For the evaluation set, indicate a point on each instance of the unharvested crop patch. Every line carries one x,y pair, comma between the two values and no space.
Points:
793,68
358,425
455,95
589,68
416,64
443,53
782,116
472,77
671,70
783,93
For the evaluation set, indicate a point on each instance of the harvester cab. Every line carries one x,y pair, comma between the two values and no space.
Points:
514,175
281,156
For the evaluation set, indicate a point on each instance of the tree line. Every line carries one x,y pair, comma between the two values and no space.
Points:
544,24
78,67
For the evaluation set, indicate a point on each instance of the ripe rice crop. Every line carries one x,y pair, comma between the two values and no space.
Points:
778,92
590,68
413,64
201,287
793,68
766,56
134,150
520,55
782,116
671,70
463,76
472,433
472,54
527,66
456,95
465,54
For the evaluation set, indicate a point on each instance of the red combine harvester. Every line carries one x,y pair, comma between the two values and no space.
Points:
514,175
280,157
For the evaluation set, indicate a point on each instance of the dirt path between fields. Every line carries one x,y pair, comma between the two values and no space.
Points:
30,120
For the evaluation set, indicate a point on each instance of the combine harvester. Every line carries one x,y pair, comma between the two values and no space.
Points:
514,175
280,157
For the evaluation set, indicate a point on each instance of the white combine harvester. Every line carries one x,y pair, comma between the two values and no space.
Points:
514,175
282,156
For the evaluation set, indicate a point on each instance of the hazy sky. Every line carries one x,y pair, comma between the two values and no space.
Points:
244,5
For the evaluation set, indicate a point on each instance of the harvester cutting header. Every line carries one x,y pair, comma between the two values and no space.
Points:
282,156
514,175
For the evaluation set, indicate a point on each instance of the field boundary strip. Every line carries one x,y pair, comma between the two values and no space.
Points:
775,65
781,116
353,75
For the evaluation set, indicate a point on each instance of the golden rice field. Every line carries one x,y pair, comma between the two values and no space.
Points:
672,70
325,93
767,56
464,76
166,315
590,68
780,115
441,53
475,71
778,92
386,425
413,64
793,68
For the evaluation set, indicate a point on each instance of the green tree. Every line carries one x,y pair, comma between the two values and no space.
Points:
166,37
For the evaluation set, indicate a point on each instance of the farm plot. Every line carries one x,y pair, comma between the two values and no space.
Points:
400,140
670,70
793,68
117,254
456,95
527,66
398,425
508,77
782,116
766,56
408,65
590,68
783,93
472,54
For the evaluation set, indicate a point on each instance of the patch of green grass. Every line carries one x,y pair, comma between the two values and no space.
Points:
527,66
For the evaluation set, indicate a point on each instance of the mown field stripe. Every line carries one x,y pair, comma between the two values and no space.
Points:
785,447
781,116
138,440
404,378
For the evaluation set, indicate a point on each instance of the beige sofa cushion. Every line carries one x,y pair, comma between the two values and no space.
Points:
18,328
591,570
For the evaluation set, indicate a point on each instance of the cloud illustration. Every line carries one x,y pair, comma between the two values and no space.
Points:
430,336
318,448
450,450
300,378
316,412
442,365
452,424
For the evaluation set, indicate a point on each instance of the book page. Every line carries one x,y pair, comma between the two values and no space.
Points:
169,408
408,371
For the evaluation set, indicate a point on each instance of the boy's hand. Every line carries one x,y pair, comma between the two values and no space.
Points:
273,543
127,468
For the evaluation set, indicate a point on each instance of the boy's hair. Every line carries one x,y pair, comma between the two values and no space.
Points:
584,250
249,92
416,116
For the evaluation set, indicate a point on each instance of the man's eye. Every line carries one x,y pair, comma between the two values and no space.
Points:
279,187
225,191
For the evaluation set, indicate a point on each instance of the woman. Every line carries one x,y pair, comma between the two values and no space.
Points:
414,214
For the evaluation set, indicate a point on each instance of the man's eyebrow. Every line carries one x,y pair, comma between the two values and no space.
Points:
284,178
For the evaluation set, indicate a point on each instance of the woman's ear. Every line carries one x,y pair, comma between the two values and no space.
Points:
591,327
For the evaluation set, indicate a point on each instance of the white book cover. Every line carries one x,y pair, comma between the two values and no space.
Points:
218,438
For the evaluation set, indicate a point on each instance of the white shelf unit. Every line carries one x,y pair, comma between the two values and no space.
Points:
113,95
= = = = =
## Exercise instructions
Rewrite the data above so that "validation set" replaces every occurrence of "evaluation set", leaving everything else unchanged.

## Answer to the exercise
For the validation set, indicate a point on each instance of the unharvested crop patch. Every line carries one x,y pair, comma between the two values and no space.
Points:
793,68
358,425
455,95
589,68
416,64
443,53
782,116
472,77
671,70
783,93
For the validation set, indicate a point on each instance of the harvester cab. Every line carries one x,y pair, comma between the two values and no space.
Points:
514,175
281,156
For the validation set, indicate a point on each instance of the tree line. Every line carries one x,y pair, comma between the two values and no space.
Points:
544,24
78,67
For the validation set, indicate a point on each instance of the ripe rice crop. Every line carries one x,y pair, comma between the two values and no space.
Points:
778,92
590,68
413,64
201,287
793,68
766,56
134,150
520,55
782,116
671,70
463,76
472,433
472,54
527,66
456,95
465,54
For the validation set, indicate a point on each instance of the red combine harvester. Every line carries one x,y pair, comma between the two values and no space.
Points:
514,175
280,157
For the validation set, indicate a point on each instance of the dirt path between fields. Every line carries one x,y pair, comma between the two values and no space.
Points:
30,120
For the validation set, indicate a point on each instance of the combine harvester. Every line carries one x,y pair, comma between the two values and no space.
Points:
514,175
280,157
For the validation set, indicate a point on each instance of the white combine harvester. Every line carries one x,y pair, comma between the two values and no space.
Points:
514,175
282,156
For the validation set, indicate a point on each instance of the hazy sky. Every line carries one x,y pair, comma between the two values and no space.
Points:
244,5
For the validation set, indicate a point on each instance of the harvester cutting header. Every line carries one x,y pair, comma between the two values and no space.
Points:
282,156
514,175
For the validation set, indicate a point on each instance of the field boundary strip. Every line carries one x,y pair, comma between the two values and no space.
Points:
775,65
781,116
353,75
For the validation set, indicate a point on each instance of the golden rice field. Every line carries one x,y pair, comma between the two values and no space.
Points:
672,70
325,93
767,56
464,76
166,315
590,68
780,115
441,53
475,71
778,92
386,425
413,64
793,68
For the validation set, indicate a point on each instance of the green tree. Every line carries one x,y pair, comma between the two values and no space.
Points:
166,37
For the validation set, indicate a point on each instance of the farm plot. Every line carries one x,y pair, comma between the two values and no space.
Points:
400,140
670,70
793,68
117,254
456,95
527,66
398,425
508,77
782,116
766,56
408,65
590,68
783,93
472,54
For the validation set, indicate a point on each instance of the patch of green grass. Every line carries one x,y pair, comma between the two values and no space.
Points:
527,66
For the validation set, indicate a point on each instance of the mown field stripe. Every line carries one x,y pair, comma between the two values and no space.
Points:
785,447
781,116
138,440
404,378
For the validation set, indicate a point on each instance of the beige sofa cushion. Every line carries one x,y pair, comma between the two values and no space.
Points:
18,328
591,570
For the validation set, indicate a point on each instance of the cloud illustration. Every line carries one x,y pair, comma between the two values and no space.
Points:
430,336
318,448
450,450
300,378
316,412
442,365
452,424
For the validation set, indicate a point on each instance of the book page. Every line carries one x,y pair, comma between the two values and no space.
Points:
169,408
408,371
For the validation set, indicate a point on each instance of the boy's hand. Every line carries one x,y pair, comma between the two values and no space.
Points:
273,543
127,468
For the validation set, indicate a point on each instance of the boy's hair. Every line carries one x,y pair, comma between the two values and no space.
Points:
584,250
249,92
416,116
For the validation set, indicate a point on each instance of the man's eye. Every line carries one x,y pair, comma between the two values and no space.
Points:
279,187
225,191
For the validation set, indicate a point on each instance of the woman. Every line carries one x,y pair, comma between the two values and no space.
Points:
414,214
For the validation set, indicate a point on each instance of the man's eyebrow. Every line carries one x,y pair, comma between the two values and no space.
Points:
284,178
For the validation set, indicate a point on each instance of the woman's ear. Every line carries one x,y pair, comma between the two values and no space.
Points:
591,327
For the validation set, indicate a point on each instance of the white book cover. Every line carries one x,y pair, comma between the two values and no space.
Points:
218,438
For the validation set, indicate a point on each instance of the white shelf unit. Every line carries one x,y pair, comma between the two values and no space.
Points:
113,95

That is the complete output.